Assignment - Count, in the data that follows, every line with the string "below", and give that count as the whole reply.

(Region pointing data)
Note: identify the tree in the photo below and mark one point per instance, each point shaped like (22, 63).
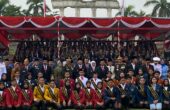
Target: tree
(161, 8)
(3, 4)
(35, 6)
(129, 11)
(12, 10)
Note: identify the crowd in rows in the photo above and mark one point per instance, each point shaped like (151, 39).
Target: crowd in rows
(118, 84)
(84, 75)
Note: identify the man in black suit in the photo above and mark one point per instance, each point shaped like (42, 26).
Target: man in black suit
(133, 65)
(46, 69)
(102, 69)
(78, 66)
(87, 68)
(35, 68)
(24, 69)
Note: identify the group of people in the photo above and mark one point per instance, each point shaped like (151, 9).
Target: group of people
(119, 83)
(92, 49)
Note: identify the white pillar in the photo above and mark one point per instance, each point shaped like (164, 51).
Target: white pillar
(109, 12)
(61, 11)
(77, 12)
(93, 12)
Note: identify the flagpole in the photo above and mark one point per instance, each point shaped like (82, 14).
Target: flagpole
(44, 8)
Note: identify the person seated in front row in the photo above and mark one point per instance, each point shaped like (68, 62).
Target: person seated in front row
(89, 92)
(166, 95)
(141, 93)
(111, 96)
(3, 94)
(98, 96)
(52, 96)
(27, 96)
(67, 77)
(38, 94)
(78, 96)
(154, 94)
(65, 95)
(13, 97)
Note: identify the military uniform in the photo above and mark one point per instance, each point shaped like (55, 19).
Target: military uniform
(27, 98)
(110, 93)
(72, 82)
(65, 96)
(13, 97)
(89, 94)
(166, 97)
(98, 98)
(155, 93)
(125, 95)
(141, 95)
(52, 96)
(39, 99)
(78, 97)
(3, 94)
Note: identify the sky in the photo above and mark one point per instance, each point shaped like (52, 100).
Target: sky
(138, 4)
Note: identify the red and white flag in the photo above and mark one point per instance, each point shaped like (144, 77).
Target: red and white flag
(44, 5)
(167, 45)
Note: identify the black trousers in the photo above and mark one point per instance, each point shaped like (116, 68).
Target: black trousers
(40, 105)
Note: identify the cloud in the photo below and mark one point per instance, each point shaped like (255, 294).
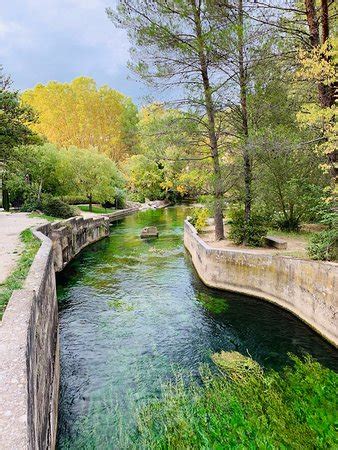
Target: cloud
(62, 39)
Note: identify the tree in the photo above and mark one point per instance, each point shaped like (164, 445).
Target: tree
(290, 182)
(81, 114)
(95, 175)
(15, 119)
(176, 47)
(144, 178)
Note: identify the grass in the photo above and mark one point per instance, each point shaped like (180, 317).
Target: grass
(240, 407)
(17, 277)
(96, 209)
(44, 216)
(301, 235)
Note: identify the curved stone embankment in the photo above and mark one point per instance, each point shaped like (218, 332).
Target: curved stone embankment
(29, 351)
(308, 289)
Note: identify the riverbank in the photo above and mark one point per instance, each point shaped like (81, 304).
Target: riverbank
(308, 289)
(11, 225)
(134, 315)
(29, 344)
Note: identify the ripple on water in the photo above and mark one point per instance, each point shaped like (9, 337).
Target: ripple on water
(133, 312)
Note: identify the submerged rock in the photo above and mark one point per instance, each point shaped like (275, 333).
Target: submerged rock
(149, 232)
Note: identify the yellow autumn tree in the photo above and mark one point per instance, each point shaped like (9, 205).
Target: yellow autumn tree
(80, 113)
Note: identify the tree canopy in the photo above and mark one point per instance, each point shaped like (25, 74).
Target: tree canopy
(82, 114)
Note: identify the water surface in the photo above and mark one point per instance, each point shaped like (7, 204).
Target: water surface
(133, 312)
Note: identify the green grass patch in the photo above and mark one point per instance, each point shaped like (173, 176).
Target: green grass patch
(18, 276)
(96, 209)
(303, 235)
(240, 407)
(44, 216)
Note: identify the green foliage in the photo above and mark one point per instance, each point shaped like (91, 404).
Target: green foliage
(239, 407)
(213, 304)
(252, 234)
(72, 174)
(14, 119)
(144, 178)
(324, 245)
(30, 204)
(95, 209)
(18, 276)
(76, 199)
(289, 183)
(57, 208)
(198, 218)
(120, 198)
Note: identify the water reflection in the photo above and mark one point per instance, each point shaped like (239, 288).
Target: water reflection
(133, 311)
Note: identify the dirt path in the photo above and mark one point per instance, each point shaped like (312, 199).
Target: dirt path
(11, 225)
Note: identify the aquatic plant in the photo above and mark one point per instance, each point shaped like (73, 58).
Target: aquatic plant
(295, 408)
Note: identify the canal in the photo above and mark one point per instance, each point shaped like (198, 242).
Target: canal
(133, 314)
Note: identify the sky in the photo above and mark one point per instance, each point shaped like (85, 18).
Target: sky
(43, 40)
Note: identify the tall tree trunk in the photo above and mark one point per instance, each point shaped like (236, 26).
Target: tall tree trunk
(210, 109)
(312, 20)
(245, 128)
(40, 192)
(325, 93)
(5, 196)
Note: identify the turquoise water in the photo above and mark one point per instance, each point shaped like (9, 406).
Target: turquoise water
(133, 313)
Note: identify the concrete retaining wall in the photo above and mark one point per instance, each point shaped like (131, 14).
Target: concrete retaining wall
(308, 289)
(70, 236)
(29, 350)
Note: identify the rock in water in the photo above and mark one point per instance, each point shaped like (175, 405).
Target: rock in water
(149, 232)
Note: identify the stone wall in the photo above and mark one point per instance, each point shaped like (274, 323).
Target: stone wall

Exercise response - 2